Would you transcribe the data word for word?

**Dataset entries:**
[Start of section]

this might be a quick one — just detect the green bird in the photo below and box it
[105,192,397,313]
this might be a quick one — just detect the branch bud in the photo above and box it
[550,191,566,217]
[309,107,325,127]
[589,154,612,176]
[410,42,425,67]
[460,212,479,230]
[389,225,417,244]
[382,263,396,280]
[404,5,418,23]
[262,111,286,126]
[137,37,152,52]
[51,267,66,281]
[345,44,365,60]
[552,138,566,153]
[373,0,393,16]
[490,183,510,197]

[End of section]

**SOLUTION BELOW:**
this might be a quick one — just detect the green bird in the photo below and box it
[105,192,397,313]
this might be a quick one — just detect the branch bud in the photo above and box it
[550,191,566,217]
[309,107,325,127]
[589,154,612,176]
[410,42,425,67]
[460,212,479,230]
[389,225,417,244]
[382,263,396,280]
[404,5,418,23]
[262,111,286,126]
[137,37,152,52]
[51,267,66,281]
[345,44,365,60]
[552,138,566,153]
[373,0,393,16]
[490,183,510,197]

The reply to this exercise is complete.